REQUIRED WORK:
Each entry needs to be duplicated exactly.

*** GIVEN RECORDS ***

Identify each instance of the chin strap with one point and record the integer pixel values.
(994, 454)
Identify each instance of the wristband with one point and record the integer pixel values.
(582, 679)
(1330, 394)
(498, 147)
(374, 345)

***

RESULT FOR THIS EXERCISE:
Identify each instance of the chin strap with one point and record the integer pixel values.
(994, 454)
Identify each instance of the wristband with one point and record the integer pixel values.
(582, 679)
(1330, 394)
(498, 147)
(374, 345)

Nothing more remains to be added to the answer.